Material to process:
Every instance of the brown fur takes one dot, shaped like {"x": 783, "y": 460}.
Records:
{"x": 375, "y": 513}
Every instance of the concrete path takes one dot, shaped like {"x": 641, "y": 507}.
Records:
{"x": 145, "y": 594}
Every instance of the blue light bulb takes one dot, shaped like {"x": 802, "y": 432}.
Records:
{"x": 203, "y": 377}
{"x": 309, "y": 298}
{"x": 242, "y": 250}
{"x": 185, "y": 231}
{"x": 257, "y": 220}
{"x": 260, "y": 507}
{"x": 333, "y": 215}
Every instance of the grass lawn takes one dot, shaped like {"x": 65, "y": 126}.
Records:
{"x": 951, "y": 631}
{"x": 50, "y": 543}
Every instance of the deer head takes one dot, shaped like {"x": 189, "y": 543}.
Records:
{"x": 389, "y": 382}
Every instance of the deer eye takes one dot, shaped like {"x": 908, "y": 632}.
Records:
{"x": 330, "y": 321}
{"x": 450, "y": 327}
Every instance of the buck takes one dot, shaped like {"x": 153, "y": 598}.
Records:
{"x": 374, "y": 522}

Exercise brief: Copy all the items above line for line, with no changes and in the same order.

Exercise result:
Every instance of the brown fur takes one dot, shaped like {"x": 783, "y": 460}.
Records:
{"x": 375, "y": 513}
Every instance of the concrete path takes one dot, shaped like {"x": 641, "y": 507}.
Records:
{"x": 145, "y": 594}
Every instance of the blue light bulb takes one dot, shaped like {"x": 802, "y": 432}.
Records:
{"x": 203, "y": 377}
{"x": 309, "y": 298}
{"x": 242, "y": 250}
{"x": 185, "y": 231}
{"x": 257, "y": 220}
{"x": 260, "y": 507}
{"x": 333, "y": 215}
Every instance of the grass lawn takes one dot, shaped like {"x": 65, "y": 126}.
Records:
{"x": 951, "y": 631}
{"x": 50, "y": 543}
Every instance of the deer head takes one dot, shaped like {"x": 189, "y": 543}.
Records:
{"x": 389, "y": 382}
Every instance of the deer eye takes one dot, shaped like {"x": 908, "y": 632}.
Records:
{"x": 330, "y": 321}
{"x": 450, "y": 327}
Every instance of the buck takes one dot, shaped like {"x": 153, "y": 598}.
Records:
{"x": 374, "y": 522}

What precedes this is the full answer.